Fragmento del texto:
%%
Habla, memoria
El camboyano Rithy Panh cuenta su tenebrosa infancia con la seguridad de que si en la edad madura los recuerdos de tu niñez no te buscan, tú les perseguirás
Después de quedar fascinado en los templos de Angkor ante aquella civilización remota que construyó arte mayúsculo en medio de la selva, de preguntarme por la enigmática sonrisa que adorna la boca de una estatua, de contemplar una vegetación exuberante que parece haber nacido incrustada en las piedras, puedes encontrarte en las calles con demasiadas personas tullidas. Y está claro que tanta minusvalía no puede ser de nacimiento. Alguien te aclara con naturalidad que es el resultado de la explosión de las minas que plantaron los jemeres rojos. Treinta y tantos años después algunos de esos artefactos creados para la devastación de gente inocente todavía no están desactivados. También puede ocurrir para tu espanto que un nativo, cuyo rostro y expresividad llevan huellas de que esa persona debió de haber tenido un pasado muy duro, relate sin histrionismo ni lágrimas que toda su familia fue exterminada, que él tuvo suerte, escapó, estuvo escondido durante cinco años sin cambiarse de camisa.
%%
Datos mostrados:
%%
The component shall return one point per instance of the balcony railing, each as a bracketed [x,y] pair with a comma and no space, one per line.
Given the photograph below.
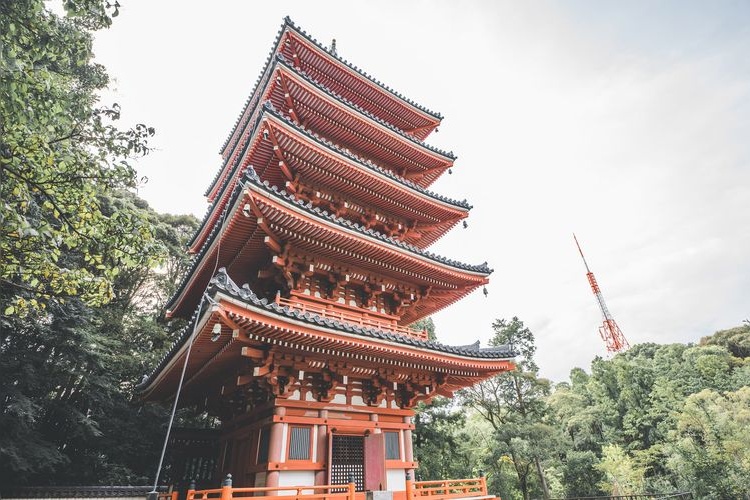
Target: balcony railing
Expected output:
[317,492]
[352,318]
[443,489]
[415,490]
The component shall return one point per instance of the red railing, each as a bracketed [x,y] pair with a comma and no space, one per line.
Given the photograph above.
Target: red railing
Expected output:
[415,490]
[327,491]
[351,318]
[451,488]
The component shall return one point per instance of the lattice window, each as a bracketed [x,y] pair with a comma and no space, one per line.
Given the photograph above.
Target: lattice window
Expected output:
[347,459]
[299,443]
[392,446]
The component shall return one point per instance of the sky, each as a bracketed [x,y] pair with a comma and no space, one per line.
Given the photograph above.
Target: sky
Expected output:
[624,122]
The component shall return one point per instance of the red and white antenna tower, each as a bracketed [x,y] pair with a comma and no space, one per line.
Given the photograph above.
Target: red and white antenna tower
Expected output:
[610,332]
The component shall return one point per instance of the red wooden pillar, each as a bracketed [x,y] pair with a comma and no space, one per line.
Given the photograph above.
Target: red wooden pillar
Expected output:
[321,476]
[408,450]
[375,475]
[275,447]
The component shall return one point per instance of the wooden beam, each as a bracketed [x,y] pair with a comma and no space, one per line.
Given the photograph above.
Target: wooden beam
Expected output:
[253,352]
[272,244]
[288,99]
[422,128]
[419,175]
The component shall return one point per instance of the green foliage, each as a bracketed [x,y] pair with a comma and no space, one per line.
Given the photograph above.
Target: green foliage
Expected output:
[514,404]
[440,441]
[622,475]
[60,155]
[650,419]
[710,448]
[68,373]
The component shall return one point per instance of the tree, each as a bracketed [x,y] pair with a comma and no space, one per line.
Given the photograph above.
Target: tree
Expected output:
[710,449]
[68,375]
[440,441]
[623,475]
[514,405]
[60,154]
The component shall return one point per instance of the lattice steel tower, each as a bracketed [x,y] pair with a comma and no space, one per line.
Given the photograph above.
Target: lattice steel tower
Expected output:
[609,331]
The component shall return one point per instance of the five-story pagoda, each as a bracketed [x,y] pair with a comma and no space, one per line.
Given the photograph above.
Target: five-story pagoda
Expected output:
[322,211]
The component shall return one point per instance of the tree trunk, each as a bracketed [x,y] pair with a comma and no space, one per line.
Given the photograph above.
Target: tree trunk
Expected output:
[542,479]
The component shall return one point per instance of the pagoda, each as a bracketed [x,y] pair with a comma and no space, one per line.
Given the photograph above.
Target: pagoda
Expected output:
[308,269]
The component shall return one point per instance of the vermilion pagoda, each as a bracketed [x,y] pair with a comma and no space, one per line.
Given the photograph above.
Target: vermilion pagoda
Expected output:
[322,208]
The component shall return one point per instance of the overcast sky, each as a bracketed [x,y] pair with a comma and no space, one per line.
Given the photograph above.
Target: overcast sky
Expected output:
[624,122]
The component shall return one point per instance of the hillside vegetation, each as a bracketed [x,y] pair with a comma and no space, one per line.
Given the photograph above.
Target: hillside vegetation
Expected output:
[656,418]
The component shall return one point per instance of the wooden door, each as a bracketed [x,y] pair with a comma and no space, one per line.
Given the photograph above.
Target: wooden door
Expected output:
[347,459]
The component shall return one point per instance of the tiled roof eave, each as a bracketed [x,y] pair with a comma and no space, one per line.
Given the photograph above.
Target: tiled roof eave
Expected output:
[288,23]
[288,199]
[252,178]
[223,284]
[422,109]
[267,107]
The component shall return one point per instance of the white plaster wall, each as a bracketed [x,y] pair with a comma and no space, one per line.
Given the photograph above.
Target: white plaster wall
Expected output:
%%
Tarea requerida:
Transcribe de principio a fin, sin alterar nada, el fragmento sobre la infancia de Rithy Panh.

Problema resuelto:
Habla, memoria
El camboyano Rithy Panh cuenta su tenebrosa infancia con la seguridad de que si en la edad madura los recuerdos de tu niñez no te buscan, tú les perseguirás
Después de quedar fascinado en los templos de Angkor ante aquella civilización remota que construyó arte mayúsculo en medio de la selva, de preguntarme por la enigmática sonrisa que adorna la boca de una estatua, de contemplar una vegetación exuberante que parece haber nacido incrustada en las piedras, puedes encontrarte en las calles con demasiadas personas tullidas. Y está claro que tanta minusvalía no puede ser de nacimiento. Alguien te aclara con naturalidad que es el resultado de la explosión de las minas que plantaron los jemeres rojos. Treinta y tantos años después algunos de esos artefactos creados para la devastación de gente inocente todavía no están desactivados. También puede ocurrir para tu espanto que un nativo, cuyo rostro y expresividad llevan huellas de que esa persona debió de haber tenido un pasado muy duro, relate sin histrionismo ni lágrimas que toda su familia fue exterminada, que él tuvo suerte, escapó, estuvo escondido durante cinco años sin cambiarse de camisa.